### [INPUT ROWS]
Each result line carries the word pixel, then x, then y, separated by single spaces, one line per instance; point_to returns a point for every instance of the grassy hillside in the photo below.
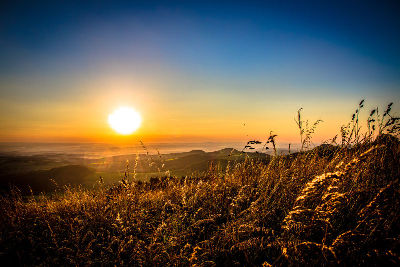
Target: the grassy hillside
pixel 329 205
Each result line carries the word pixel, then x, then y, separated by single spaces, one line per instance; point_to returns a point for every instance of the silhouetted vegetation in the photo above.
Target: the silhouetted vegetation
pixel 336 204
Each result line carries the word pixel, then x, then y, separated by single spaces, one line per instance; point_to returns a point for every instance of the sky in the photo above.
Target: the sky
pixel 195 70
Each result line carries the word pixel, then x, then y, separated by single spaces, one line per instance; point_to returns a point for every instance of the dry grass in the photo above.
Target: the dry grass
pixel 332 205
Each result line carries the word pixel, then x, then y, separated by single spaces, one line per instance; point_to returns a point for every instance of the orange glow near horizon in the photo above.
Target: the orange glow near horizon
pixel 125 120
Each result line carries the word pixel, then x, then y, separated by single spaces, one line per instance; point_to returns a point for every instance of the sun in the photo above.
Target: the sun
pixel 124 120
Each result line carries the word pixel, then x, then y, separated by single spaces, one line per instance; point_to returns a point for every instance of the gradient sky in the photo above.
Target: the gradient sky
pixel 195 70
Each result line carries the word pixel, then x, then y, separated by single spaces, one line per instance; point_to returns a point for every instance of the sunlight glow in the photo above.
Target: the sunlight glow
pixel 124 120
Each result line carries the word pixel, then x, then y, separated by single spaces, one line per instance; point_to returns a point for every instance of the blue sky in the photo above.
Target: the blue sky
pixel 253 51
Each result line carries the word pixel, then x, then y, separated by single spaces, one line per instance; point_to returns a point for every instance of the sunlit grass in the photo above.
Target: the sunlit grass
pixel 334 204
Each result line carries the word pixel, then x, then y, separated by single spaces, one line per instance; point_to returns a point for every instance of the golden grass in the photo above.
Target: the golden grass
pixel 332 205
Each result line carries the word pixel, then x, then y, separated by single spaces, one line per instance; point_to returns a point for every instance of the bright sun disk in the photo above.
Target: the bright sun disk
pixel 124 120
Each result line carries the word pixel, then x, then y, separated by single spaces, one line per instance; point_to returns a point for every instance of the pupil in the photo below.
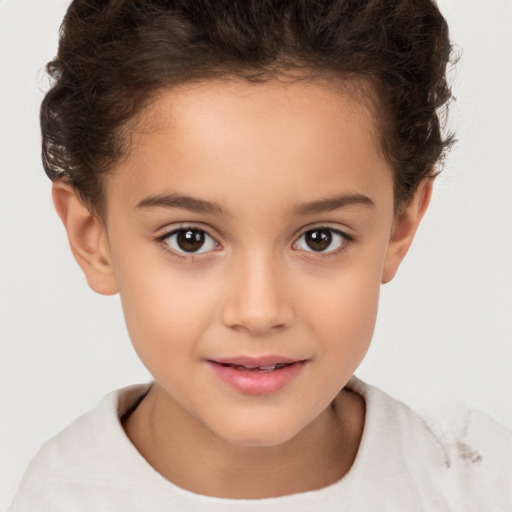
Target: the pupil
pixel 319 239
pixel 190 240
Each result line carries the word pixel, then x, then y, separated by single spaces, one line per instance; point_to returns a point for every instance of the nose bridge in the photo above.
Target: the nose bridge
pixel 257 299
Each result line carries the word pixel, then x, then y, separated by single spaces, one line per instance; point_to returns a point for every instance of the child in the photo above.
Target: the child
pixel 246 175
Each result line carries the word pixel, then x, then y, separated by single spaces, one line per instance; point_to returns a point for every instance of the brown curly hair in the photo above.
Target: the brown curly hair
pixel 115 55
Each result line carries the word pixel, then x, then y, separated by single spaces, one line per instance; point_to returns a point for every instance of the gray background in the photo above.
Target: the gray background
pixel 445 327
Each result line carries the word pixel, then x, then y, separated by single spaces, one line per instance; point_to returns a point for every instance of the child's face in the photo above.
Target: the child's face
pixel 286 212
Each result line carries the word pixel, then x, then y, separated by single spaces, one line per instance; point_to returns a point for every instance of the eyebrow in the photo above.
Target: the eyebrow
pixel 181 201
pixel 202 206
pixel 333 203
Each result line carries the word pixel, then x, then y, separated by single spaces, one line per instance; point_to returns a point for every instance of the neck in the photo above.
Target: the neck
pixel 192 457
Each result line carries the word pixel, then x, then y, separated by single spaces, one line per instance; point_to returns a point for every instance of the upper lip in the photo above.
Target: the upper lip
pixel 254 362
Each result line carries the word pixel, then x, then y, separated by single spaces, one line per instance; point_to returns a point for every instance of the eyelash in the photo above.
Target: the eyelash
pixel 191 257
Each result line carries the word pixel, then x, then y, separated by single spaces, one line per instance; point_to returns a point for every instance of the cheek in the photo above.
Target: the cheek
pixel 344 309
pixel 166 307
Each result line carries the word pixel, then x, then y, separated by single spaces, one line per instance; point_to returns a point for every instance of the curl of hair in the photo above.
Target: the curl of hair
pixel 115 55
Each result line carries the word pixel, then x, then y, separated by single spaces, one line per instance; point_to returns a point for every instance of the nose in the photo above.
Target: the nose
pixel 257 299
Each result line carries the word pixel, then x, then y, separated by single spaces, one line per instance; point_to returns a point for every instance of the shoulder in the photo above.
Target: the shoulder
pixel 80 456
pixel 458 453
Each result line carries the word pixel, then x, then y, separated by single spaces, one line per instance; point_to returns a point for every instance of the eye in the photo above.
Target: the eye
pixel 322 240
pixel 190 241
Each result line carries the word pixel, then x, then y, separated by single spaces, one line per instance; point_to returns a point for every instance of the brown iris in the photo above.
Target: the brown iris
pixel 190 240
pixel 319 239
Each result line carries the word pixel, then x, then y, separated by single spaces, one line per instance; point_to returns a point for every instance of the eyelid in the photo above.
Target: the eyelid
pixel 348 239
pixel 174 229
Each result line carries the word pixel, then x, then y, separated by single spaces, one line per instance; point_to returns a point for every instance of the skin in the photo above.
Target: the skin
pixel 259 153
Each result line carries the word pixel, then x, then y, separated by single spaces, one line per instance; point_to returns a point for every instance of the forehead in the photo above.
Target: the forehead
pixel 218 137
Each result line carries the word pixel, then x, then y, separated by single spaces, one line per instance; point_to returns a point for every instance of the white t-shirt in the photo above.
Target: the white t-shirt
pixel 401 465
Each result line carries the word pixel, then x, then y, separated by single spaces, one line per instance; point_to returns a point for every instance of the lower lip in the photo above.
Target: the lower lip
pixel 252 382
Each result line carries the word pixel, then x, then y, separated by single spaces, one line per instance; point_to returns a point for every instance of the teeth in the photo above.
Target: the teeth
pixel 269 368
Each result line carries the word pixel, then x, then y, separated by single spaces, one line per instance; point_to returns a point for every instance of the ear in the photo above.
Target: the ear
pixel 404 228
pixel 87 239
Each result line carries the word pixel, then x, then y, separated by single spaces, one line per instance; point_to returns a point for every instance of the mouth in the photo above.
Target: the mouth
pixel 257 376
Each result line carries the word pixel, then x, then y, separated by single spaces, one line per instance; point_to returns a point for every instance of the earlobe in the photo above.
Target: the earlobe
pixel 87 239
pixel 404 228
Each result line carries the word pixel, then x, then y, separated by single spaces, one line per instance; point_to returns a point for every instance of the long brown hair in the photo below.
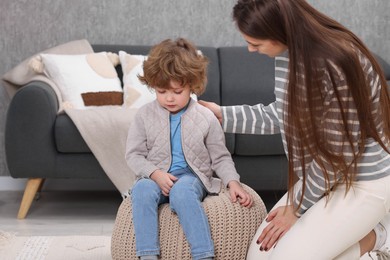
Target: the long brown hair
pixel 318 45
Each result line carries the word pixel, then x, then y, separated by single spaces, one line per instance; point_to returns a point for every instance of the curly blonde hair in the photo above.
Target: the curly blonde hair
pixel 178 61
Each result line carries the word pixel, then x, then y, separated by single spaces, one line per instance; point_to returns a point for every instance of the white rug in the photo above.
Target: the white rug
pixel 54 247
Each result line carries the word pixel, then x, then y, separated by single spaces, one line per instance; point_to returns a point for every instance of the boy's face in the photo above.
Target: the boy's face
pixel 175 98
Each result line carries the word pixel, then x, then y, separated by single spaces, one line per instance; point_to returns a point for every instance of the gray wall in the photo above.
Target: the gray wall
pixel 27 27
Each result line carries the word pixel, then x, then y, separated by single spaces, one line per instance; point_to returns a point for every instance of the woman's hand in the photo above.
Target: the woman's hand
pixel 164 180
pixel 238 193
pixel 216 109
pixel 280 221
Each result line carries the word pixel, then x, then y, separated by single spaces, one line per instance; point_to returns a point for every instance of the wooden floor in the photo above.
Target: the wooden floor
pixel 69 212
pixel 61 213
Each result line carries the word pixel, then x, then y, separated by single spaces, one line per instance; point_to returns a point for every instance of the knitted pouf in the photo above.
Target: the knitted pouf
pixel 232 229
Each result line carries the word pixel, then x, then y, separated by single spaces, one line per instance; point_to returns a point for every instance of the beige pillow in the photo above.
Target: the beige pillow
pixel 78 74
pixel 22 74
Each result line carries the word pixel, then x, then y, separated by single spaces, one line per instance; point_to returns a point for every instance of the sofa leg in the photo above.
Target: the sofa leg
pixel 32 186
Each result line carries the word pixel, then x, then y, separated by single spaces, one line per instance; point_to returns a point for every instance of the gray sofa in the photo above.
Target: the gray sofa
pixel 41 144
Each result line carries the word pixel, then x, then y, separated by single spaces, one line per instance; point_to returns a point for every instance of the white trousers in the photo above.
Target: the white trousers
pixel 331 231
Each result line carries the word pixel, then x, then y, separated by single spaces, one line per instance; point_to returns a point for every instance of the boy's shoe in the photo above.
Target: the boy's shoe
pixel 383 253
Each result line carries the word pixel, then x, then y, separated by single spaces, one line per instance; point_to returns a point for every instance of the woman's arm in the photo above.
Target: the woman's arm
pixel 245 119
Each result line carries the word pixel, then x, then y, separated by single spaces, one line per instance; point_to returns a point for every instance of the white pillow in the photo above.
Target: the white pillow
pixel 135 94
pixel 77 74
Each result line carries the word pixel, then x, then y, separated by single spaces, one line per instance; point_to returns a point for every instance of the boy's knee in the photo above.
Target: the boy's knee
pixel 144 189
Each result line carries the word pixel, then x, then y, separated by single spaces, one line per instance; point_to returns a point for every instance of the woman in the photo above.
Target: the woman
pixel 332 109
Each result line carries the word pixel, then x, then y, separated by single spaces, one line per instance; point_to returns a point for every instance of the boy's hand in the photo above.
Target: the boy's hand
pixel 238 193
pixel 164 180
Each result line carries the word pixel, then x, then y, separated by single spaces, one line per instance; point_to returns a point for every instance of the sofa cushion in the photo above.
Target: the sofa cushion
pixel 213 91
pixel 68 138
pixel 83 73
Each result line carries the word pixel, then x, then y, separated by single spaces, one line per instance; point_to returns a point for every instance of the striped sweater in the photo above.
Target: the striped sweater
pixel 268 119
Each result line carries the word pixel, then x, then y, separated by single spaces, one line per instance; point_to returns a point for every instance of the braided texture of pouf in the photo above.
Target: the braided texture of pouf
pixel 232 229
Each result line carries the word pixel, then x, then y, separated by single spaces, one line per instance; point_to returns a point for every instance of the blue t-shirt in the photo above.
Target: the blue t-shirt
pixel 178 160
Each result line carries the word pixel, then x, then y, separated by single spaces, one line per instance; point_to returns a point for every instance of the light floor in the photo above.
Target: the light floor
pixel 61 213
pixel 68 212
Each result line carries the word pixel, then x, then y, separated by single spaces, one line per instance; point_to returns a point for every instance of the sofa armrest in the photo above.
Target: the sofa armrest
pixel 29 135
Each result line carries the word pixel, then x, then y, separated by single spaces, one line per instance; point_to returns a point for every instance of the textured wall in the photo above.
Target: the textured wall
pixel 30 26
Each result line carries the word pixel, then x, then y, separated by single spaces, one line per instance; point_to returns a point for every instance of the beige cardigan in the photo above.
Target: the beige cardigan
pixel 203 140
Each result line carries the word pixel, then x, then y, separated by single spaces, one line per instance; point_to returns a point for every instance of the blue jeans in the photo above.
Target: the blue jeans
pixel 185 200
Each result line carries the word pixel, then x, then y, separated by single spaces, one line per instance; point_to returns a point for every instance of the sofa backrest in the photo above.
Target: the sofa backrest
pixel 212 92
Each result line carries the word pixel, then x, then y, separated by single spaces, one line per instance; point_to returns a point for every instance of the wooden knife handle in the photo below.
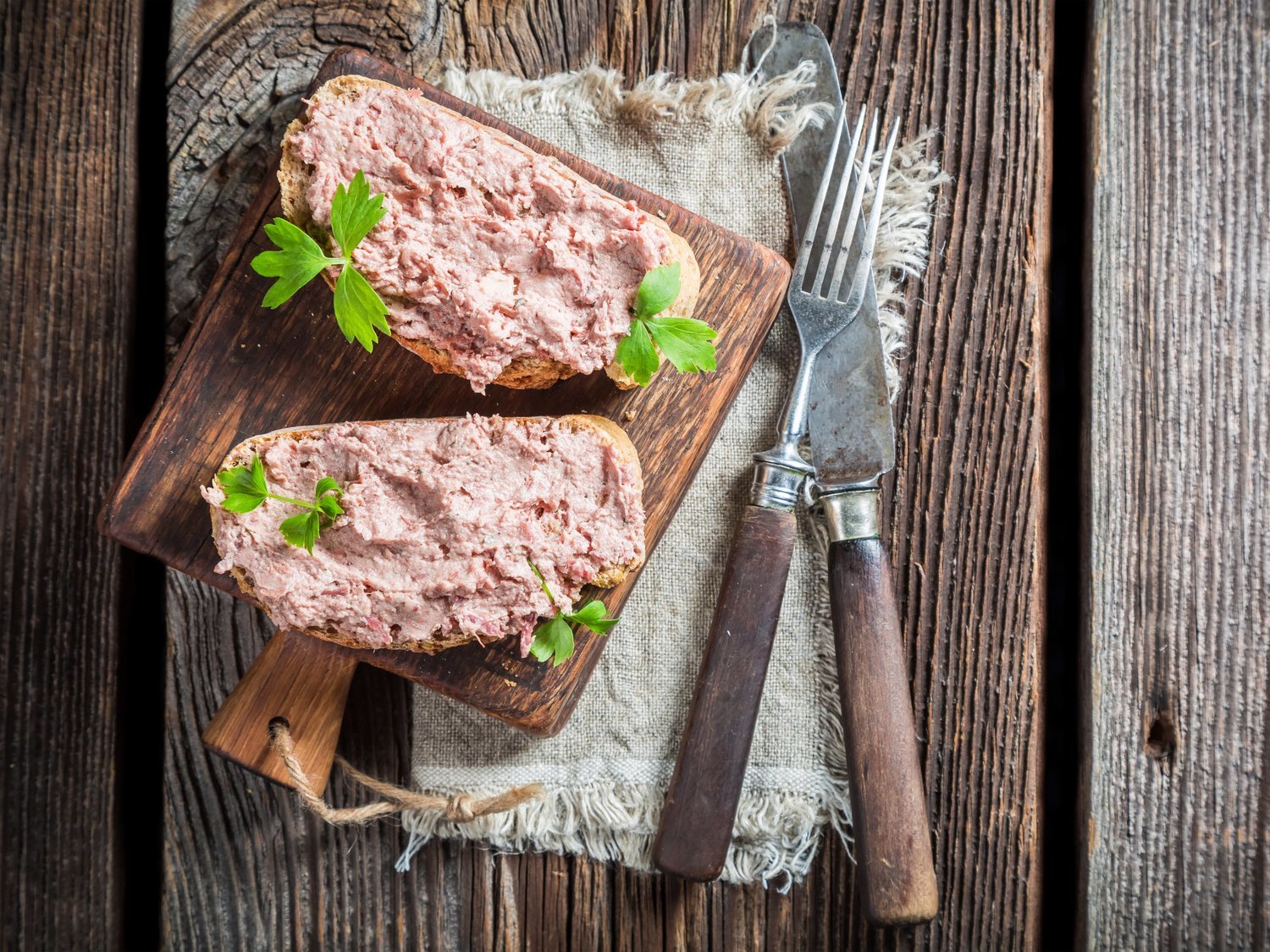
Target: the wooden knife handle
pixel 301 680
pixel 888 804
pixel 701 804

### [TASK REQUIREMENTS]
Please edit the lines beginning at the line that contains "mouth in the photo above." and stopping after the line that contains "pixel 178 61", replacing "Target" with "Object" and leaving all else unchanged. Leave the pictures out of your answer.

### [OUTPUT FOR THIS TASK]
Each result line carries the word pixel, then x, then y, separated by single spaces, one line per instance; point_to returns a point for every instance of the mouth in the photo above.
Object: the mouth
pixel 257 376
Each result line carries the word pixel, then x, then y, separated by single spaces, one line per instance; point_to returns a point for every instance of the earlobe in the photo above.
Object: the earlobe
pixel 87 239
pixel 404 228
Each result line carries the word pixel, then x, then y, separated by single spaces, one line per instance; point_to returns a point for every instance of the long brown hair in the photo below.
Object: the long brown hair
pixel 318 45
Each result line carries the word pixel, then x, then y, separated by single spaces, one line per instance; point_to returns a point for every instance of the curly blonde hair in the photo above.
Object: the curly blonde hair
pixel 178 61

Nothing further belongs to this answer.